◆ What is being asked:
Extract all lines that hold "letter" from the records below.

◆ Records:
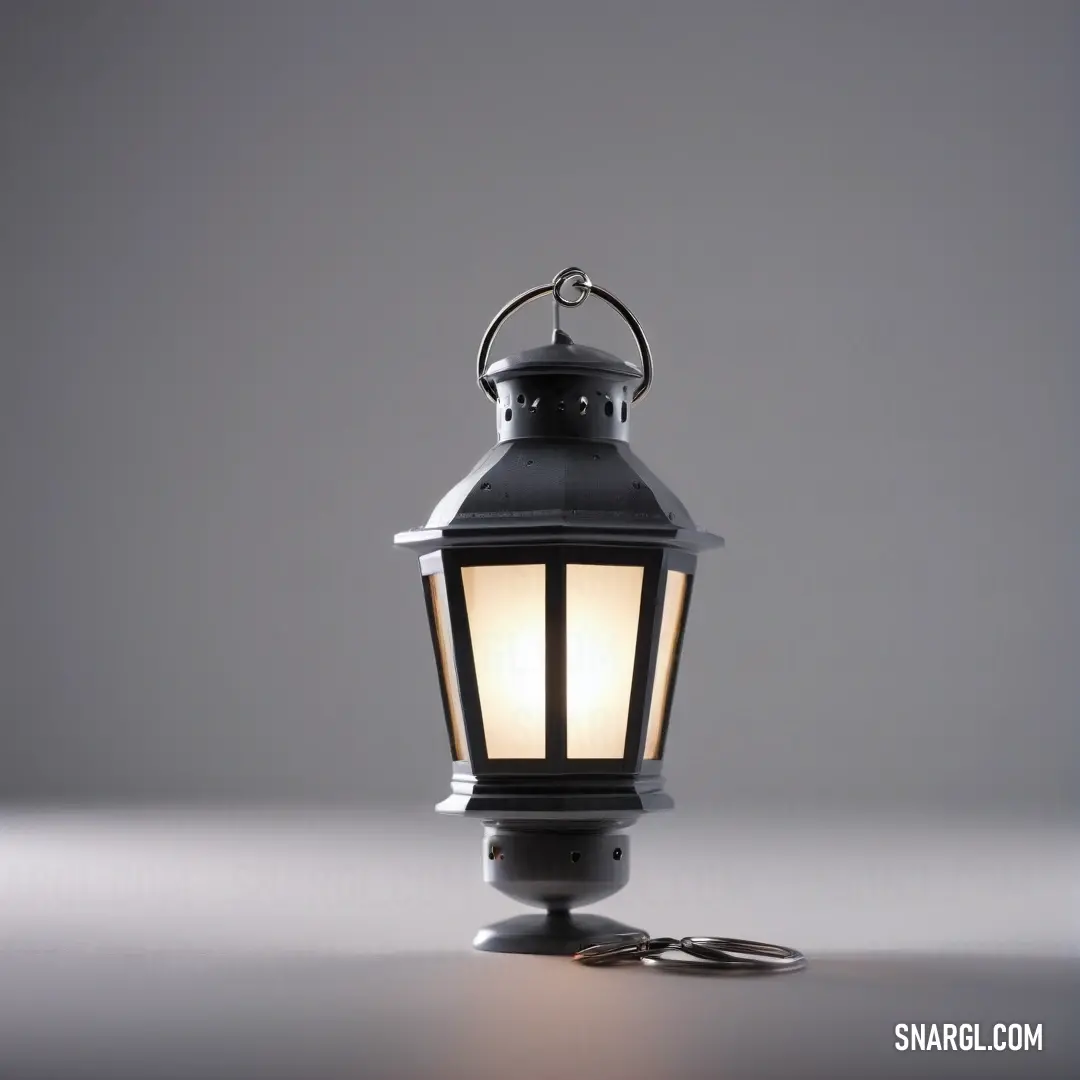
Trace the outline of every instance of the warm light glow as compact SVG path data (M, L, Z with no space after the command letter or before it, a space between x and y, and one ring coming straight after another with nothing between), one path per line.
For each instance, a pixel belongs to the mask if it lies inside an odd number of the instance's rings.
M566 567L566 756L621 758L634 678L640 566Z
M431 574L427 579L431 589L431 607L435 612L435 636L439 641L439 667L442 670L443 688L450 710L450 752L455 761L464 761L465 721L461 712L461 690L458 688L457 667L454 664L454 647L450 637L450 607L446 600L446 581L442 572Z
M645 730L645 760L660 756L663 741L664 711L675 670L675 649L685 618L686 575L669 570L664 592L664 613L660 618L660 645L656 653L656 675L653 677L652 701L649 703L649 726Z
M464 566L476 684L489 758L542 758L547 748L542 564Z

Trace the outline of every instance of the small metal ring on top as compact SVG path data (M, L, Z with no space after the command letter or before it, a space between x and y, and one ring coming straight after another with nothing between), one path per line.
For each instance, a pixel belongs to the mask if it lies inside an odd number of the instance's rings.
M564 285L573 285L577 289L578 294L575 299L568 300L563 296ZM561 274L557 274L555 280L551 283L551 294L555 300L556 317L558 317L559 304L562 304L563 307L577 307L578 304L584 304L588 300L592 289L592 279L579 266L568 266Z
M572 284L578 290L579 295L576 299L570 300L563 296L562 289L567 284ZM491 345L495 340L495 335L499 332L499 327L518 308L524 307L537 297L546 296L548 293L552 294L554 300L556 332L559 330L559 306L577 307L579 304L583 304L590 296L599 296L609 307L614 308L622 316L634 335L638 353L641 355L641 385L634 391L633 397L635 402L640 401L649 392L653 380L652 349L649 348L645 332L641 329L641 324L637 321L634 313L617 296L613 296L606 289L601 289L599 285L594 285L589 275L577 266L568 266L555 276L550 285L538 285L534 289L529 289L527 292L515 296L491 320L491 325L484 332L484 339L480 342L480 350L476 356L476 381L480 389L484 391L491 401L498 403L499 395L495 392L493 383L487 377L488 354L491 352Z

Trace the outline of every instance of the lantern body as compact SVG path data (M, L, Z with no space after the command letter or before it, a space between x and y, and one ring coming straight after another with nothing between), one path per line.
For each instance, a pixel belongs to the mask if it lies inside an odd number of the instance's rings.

◆ Exercise output:
Trace the outline of every instance of the warm light glow as compact SVG path data (M, L, Z with no space after the command letter or before it, a space between x and y, and one ring coming straight after another with nothing between), one path per line.
Trace the outline of every instance of the small metal ring on top as compact SVG path data (M, L, Z with no space after the command letter or before it, a space between x and y, and one ring coming straight after another with nothing between), one path per line.
Trace the outline of every instance of the lantern body as compact SVG path data (M, L, Z with no space after the command letter or before it, a space between x and y, and one ring coming straight after another with nothing between), one path per line.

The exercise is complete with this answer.